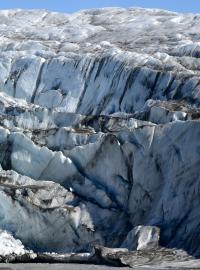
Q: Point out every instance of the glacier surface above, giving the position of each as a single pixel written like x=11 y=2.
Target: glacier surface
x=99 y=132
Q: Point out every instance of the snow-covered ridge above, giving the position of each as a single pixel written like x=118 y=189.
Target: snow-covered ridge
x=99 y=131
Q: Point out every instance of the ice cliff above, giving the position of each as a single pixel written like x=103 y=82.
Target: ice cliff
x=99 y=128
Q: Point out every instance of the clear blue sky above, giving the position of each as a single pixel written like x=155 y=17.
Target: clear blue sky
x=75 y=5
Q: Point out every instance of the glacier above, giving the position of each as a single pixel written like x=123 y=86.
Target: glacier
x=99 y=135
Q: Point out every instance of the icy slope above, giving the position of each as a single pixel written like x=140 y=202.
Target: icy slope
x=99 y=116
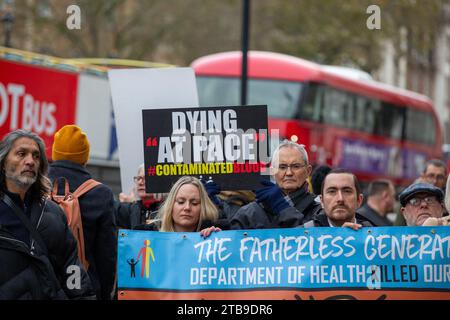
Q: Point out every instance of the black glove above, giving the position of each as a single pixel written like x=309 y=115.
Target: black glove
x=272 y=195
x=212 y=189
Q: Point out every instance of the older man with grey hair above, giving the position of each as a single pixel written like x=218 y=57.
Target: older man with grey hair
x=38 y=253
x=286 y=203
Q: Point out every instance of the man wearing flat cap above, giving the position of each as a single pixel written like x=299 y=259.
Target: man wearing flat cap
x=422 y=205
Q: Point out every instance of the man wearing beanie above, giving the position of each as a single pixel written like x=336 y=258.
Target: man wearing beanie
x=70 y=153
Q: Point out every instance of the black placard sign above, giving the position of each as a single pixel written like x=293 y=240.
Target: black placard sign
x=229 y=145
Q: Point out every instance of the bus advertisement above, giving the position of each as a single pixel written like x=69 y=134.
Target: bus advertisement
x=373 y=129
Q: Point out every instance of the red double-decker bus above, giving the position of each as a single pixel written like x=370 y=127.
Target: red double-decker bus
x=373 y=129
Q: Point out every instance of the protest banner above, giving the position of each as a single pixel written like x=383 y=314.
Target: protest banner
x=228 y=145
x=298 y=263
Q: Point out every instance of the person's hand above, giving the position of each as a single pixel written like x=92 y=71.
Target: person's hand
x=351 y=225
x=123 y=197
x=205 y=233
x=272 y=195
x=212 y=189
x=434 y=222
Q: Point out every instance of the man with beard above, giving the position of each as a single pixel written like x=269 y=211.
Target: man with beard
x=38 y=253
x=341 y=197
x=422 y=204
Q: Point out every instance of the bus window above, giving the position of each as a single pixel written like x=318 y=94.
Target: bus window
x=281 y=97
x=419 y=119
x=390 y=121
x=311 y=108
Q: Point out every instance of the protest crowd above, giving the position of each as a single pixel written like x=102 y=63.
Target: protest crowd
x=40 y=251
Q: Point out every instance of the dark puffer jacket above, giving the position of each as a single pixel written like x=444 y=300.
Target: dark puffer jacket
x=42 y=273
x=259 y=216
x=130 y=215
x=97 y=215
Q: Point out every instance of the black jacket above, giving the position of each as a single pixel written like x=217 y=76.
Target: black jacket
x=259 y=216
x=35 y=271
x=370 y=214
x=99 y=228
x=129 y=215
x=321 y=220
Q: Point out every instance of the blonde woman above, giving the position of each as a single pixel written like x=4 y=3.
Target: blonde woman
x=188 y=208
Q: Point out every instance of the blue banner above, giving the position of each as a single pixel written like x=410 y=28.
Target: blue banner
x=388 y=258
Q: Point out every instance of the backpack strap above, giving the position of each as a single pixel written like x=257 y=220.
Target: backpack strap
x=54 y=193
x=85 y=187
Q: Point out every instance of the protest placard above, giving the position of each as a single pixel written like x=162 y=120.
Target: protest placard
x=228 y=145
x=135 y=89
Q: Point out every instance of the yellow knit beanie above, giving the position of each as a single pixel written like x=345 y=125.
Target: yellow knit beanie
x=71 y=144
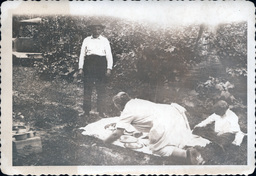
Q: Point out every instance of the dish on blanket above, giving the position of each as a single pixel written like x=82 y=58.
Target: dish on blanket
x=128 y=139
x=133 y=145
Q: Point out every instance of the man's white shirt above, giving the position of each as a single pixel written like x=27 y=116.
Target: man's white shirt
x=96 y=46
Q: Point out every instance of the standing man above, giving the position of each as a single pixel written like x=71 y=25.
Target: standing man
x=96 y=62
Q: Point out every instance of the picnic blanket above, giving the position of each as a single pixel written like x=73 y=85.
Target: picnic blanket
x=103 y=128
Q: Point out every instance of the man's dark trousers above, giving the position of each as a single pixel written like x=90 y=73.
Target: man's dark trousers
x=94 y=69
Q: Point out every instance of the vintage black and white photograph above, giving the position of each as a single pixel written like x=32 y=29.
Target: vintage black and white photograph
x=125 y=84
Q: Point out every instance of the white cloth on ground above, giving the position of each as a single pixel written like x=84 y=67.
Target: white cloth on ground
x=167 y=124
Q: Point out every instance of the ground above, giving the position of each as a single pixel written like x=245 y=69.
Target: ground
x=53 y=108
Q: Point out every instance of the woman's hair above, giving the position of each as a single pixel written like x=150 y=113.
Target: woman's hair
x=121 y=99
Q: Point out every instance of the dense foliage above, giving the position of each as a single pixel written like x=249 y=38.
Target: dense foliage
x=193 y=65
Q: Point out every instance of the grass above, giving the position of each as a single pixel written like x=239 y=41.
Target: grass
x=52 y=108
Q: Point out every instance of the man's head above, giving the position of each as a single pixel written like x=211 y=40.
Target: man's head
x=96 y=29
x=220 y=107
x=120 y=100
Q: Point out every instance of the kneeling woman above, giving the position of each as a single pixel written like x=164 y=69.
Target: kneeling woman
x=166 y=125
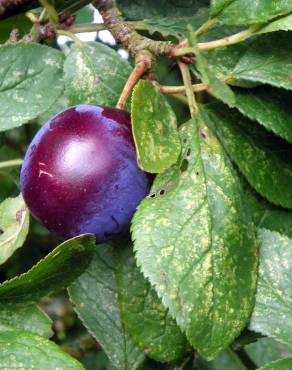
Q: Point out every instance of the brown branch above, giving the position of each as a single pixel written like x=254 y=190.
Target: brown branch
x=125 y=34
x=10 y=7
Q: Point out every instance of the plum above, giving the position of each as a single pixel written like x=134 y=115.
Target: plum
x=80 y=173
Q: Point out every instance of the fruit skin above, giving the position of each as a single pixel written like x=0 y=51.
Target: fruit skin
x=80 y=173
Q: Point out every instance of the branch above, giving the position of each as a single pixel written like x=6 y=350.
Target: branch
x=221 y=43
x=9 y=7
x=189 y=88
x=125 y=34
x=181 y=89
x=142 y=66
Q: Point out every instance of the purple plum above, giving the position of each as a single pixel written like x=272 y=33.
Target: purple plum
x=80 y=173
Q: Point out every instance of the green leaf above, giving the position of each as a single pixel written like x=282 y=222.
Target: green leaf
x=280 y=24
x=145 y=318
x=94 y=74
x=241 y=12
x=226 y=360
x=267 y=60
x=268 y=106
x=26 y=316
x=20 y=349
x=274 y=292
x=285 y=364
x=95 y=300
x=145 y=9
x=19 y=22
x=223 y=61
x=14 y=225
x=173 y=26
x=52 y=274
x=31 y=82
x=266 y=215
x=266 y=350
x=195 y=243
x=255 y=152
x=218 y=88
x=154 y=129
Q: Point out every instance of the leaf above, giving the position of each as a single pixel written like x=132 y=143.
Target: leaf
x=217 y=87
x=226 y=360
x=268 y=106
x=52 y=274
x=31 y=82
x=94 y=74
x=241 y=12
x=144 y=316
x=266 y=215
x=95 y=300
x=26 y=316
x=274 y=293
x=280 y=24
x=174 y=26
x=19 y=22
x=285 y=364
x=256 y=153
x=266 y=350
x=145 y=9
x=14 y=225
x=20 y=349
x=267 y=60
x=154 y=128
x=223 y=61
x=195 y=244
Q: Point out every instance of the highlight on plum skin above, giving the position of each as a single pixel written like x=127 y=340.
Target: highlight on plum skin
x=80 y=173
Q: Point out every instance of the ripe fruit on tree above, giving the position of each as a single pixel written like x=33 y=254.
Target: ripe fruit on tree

____

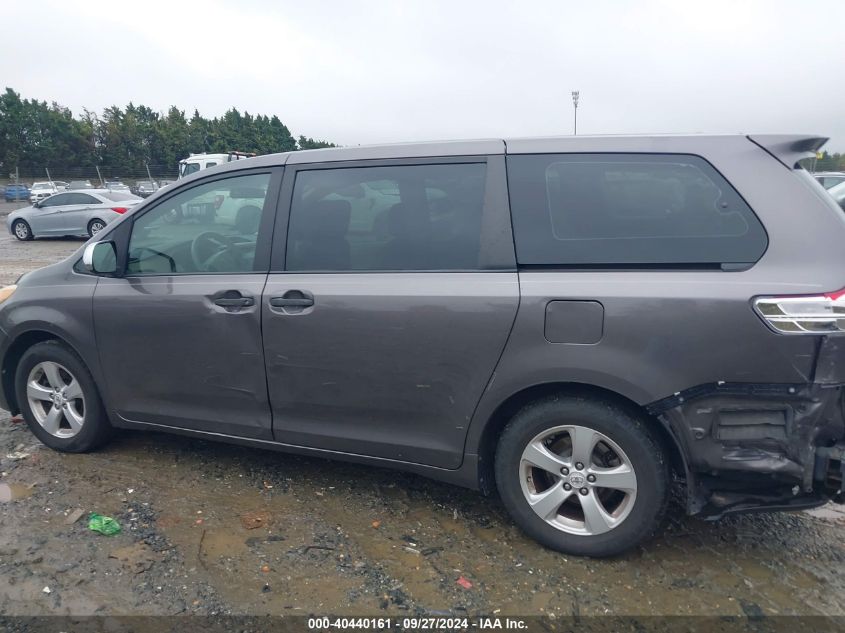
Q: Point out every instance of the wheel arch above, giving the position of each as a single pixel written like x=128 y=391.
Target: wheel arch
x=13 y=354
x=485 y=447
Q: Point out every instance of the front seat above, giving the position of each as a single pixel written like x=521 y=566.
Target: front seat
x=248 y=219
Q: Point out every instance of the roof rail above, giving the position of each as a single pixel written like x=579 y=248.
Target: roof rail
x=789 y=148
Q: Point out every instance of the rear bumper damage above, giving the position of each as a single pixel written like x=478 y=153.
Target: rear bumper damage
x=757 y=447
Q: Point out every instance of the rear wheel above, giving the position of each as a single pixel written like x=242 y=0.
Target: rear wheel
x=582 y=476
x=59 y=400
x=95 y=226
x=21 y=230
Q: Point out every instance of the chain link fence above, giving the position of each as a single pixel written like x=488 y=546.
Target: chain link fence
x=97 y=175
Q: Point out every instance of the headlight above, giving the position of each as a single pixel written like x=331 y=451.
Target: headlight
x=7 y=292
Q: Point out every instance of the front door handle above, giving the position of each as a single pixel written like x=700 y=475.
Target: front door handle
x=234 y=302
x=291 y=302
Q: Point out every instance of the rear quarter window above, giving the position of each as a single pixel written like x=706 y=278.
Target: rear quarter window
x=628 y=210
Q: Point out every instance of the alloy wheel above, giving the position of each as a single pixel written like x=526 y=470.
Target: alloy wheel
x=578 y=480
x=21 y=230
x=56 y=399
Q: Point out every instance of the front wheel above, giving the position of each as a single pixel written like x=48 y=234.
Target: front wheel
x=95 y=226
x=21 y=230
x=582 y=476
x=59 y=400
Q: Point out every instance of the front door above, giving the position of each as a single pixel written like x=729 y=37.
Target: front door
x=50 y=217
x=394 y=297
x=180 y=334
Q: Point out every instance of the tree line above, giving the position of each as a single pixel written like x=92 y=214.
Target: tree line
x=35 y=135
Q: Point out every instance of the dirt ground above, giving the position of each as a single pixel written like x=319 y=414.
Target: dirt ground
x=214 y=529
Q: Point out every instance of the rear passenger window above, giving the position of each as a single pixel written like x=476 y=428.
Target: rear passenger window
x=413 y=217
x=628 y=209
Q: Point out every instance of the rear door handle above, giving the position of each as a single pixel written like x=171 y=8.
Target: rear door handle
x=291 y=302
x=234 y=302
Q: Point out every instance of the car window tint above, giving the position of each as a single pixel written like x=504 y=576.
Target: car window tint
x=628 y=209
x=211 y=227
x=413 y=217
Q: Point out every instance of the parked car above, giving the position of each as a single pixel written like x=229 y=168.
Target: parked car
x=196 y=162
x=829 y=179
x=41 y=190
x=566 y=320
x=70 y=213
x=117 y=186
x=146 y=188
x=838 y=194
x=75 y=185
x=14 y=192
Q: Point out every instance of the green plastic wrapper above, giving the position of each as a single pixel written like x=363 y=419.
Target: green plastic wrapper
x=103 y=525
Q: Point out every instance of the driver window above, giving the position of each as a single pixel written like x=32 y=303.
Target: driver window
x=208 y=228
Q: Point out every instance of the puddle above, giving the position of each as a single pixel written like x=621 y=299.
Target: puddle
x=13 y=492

____

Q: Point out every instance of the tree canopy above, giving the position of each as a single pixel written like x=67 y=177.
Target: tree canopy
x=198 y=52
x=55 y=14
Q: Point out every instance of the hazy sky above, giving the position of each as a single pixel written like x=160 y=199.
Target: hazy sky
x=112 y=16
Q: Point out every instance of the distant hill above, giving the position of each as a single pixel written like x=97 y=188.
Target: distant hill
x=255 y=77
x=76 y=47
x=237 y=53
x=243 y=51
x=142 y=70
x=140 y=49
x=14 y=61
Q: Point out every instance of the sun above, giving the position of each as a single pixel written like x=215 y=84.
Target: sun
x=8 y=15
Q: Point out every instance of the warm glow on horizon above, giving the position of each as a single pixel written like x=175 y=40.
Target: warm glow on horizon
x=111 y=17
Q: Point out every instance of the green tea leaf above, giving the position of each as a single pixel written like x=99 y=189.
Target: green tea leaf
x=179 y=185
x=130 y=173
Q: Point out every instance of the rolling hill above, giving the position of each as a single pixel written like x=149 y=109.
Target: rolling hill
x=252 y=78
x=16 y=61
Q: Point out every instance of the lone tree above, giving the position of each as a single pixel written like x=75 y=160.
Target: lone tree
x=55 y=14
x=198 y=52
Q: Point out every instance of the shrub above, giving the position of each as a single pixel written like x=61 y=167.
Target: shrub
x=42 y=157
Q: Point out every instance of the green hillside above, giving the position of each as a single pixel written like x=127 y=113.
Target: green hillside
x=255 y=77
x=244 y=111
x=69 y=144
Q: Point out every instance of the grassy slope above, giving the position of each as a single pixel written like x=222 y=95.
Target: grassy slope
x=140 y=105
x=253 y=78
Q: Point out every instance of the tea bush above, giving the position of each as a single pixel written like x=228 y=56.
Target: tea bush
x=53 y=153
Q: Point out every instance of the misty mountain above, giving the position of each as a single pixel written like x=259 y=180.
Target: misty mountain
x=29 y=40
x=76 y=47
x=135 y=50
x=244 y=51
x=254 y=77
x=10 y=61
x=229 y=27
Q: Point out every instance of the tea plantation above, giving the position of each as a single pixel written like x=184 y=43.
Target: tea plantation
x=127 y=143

____

Task to carry out — Repeat word for word the data from the line containing "Q: Point out every instance of the misty" through the line containing "x=127 y=143", both ends included.

Answer to this task —
Q: Point out every instance of the misty mountain above, giving the position of each as a single pixel written like x=259 y=180.
Target: misty mountain
x=29 y=40
x=76 y=47
x=135 y=50
x=244 y=51
x=254 y=77
x=10 y=61
x=229 y=27
Q: Point out every instance of the tea plantation above, giving the position of each as a single pixel written like x=184 y=43.
Target: tea plantation
x=127 y=143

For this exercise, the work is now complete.